**What is being asked**
Format the entries below as a two-column CSV with the columns entry_text and answer, one row per entry. Put each field in double quotes and replace any line breaks inside a field with spaces.
----
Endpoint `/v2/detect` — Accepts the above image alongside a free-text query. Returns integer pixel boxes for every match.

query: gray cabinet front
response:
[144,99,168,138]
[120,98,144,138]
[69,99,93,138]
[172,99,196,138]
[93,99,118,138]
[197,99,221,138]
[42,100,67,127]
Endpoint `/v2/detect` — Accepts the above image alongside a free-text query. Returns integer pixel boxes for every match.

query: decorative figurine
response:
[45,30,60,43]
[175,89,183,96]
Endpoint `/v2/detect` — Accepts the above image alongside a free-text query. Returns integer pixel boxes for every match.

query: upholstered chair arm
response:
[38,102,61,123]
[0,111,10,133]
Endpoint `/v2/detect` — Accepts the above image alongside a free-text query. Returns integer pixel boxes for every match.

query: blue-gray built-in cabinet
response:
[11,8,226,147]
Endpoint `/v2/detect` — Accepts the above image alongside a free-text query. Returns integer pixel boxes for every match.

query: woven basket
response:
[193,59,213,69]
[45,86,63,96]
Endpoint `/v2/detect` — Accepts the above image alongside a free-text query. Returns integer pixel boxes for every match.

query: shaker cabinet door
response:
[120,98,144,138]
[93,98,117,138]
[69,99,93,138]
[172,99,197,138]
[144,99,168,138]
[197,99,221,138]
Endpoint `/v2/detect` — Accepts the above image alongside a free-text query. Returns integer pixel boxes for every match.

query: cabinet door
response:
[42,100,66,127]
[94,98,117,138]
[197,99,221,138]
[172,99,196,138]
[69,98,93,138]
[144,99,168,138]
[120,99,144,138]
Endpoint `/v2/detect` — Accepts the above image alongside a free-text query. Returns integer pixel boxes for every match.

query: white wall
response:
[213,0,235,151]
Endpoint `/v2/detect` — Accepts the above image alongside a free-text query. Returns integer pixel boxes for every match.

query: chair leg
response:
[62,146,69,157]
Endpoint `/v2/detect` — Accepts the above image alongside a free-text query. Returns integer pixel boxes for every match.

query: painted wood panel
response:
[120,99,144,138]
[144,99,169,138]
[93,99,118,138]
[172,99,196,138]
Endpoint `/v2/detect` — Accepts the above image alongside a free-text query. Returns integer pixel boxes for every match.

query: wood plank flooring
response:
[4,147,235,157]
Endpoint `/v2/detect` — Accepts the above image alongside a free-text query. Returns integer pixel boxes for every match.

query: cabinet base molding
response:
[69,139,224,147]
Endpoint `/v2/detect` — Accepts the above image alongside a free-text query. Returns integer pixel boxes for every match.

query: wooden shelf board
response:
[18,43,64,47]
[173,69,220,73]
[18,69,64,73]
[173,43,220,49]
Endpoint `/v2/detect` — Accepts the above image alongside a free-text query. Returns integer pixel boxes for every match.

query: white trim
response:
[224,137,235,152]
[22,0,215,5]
----
**Full response**
entry_text,answer
"Endpoint `/v2/detect` — Accepts the above image alongside a free-text query. Returns integer pixel boxes for every match. query: gray cabinet front response:","[144,99,168,138] [120,98,144,138] [69,99,93,138] [172,99,196,138] [93,99,118,138] [197,99,221,138] [42,100,67,127]"
"Endpoint `/v2/detect` — Accepts the above image alongside a free-text query. Returns integer pixel boxes for every match. query: decorative figurine response:","[45,30,60,43] [175,89,183,96]"
"Endpoint `/v2/detect` — Accepts the above image alongside a free-text query. Returns integer pixel boxes for every match. query: upholstered chair arm response:","[38,102,61,123] [0,111,10,133]"
"Endpoint `/v2/detect` — Accepts the above image alongside a free-text query. Returns integer pixel boxes for every match. query: blue-gray built-in cabinet response:","[11,8,226,147]"
"Endpoint `/v2/detect` — Accepts the above image alongside a free-text query. Returns integer pixel boxes for every match. query: woven basket response:","[193,59,213,69] [45,86,63,96]"
"Endpoint `/v2/detect` — Accepts the above image alongside a free-text query. Returns integer pixel boxes for every match. query: shaker cabinet door response:","[120,98,144,138] [93,98,117,138] [69,99,93,138] [172,99,197,138] [144,99,168,138] [197,99,221,138]"
"Endpoint `/v2/detect` — Accepts the above image alongside a free-text query. Returns integer pixel boxes for every match. query: cabinet door response:","[42,100,66,127] [94,98,117,138] [197,99,221,138] [172,99,196,138] [69,98,93,138] [144,99,168,138] [120,99,144,138]"
"Endpoint `/v2/detect` — Accepts the above image alongside a free-text query. Returns integer pixel boxes for every match. query: white wall response:","[213,0,235,151]"
"Endpoint `/v2/detect` — Accepts the above image alongside a free-text query. Returns integer pixel boxes for every match. query: chair leg response:","[62,146,69,157]"
"Endpoint `/v2/detect` — Accepts the above image alongside a free-text query. Returns integer pixel boxes for every match. query: painted wood panel response:","[120,99,144,138] [144,99,169,138] [93,99,118,138] [172,99,196,138]"
"Endpoint `/v2/detect` — Accepts the above image alongside a free-text query. Returns integer pixel boxes for every match. query: wood plank flooring response:","[4,147,235,157]"
"Endpoint `/v2/detect` — Accepts the above image alongside a free-text query. Returns integer pixel boxes for every match. query: cabinet base molding response:","[69,139,224,147]"
"Endpoint `/v2/detect` — Accepts the above image alongside a free-text query. Returns integer pixel boxes for every match. query: wooden shelf board response:","[18,43,64,47] [173,69,220,73] [18,69,64,73] [173,43,220,49]"
"Endpoint `/v2/detect` — Accepts the above image alongside a free-text query. Returns integer pixel boxes for every match. query: white trim response:","[224,137,235,152] [22,0,215,5]"